View from the bottom

Disadvantage

September 14, 2007

You can seriously doubt that any human life ever goes well. (The denial that it can is one of the more morose readings of the teaching of at least one great religion.) No one, however, doubts that many human lives go dismally badly: racked by pain, haunted by fear, bathed in endless humiliation. A tepid term for subjection to these ills is "disadvantage". Jonathan Wolff and Avner de-Shalit, professors of political philosophy in Britain and Israel, have set themselves the task of capturing what it is to be utterly miserable (subject to gross disadvantage) and showing what democratic states should do about its distribution among their citizens. They leave aside, prudently enough, the thornier issue of what such states should do about its distribution beyond their borders.

● Data shown:
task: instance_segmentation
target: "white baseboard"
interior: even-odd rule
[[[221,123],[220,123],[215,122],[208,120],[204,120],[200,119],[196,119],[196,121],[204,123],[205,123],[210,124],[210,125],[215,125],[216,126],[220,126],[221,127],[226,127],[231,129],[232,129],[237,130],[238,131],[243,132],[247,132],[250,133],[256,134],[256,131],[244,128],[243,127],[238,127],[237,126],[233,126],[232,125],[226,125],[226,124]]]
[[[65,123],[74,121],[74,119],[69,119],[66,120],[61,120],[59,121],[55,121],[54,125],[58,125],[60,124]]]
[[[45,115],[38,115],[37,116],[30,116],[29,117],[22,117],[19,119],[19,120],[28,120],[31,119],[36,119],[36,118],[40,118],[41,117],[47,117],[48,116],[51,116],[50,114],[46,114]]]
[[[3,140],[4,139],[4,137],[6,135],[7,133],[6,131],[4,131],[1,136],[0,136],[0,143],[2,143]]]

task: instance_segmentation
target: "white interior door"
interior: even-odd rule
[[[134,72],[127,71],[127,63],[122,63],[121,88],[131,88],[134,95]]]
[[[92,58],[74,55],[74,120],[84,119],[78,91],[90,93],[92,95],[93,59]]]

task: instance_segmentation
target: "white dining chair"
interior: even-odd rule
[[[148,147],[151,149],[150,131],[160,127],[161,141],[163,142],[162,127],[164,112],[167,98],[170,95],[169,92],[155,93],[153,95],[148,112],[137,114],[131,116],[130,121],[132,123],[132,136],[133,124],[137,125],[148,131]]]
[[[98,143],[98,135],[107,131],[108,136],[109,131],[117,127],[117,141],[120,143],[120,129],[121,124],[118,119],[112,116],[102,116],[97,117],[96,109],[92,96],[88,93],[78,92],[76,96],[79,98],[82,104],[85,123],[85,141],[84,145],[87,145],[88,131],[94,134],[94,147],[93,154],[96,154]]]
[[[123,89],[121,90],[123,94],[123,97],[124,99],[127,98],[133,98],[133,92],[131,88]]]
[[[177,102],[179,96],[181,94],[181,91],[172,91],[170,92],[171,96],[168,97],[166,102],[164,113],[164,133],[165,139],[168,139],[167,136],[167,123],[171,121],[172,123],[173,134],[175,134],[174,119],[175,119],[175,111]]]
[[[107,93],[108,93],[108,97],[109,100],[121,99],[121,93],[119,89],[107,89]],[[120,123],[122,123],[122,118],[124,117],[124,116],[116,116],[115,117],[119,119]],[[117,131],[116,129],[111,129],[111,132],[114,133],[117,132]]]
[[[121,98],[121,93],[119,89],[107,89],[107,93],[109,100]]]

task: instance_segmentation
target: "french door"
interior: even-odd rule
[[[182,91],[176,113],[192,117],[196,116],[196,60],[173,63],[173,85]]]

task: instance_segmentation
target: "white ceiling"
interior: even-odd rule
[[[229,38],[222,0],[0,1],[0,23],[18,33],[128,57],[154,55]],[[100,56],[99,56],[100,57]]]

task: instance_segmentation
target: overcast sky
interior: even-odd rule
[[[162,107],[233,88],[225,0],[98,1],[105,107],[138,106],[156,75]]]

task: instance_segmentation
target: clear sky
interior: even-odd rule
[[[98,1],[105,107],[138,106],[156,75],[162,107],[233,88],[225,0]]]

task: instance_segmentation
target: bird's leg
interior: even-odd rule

● Jobs:
**1.** In the passage on disadvantage, in which two countries are Jonathan Wolff and Avner de-Shalit professors of political philosophy?
**2.** Retype the passage on disadvantage, starting with "You can seriously" and going on through "beyond their borders.".
**3.** Extend the passage on disadvantage from the point where it stops.
The entries aren't needed for any of this work.

● Responses:
**1.** Britain and Israel.

**2.**
You can seriously doubt that any human life ever goes well. (The denial that it can is one of the more morose readings of the teaching of at least one great religion.) No one, however, doubts that many human lives go dismally badly: racked by pain, haunted by fear, bathed in endless humiliation. A tepid term for subjection to these ills is "disadvantage". Jonathan Wolff and Avner de-Shalit, professors of political philosophy in Britain and Israel, have set themselves the task of capturing what it is to be utterly miserable (subject to gross disadvantage) and showing what democratic states should do about its distribution among their citizens. They leave aside, prudently enough, the thornier issue of what such states should do about its distribution beyond their borders.

**3.**
What it is for a human life to go badly is certainly a question for philosophers, as it is for all of us. Any special force of their answers must lie, if it lies anywhere, in the clarity and shapeliness with which they can learn to express perceptions and sentiments that stretch across the entire species. What democratic states should do for the lives of their own citizens that go badly is still one of the central questions in contemporary politics, despite assiduous and potent efforts to thrust it back to the margins. It, too, is a question for those philosophers who choose to think about politics, though it is less clear in a democracy what political weight shapeliness and clarity in intuition can or should lend to their answers.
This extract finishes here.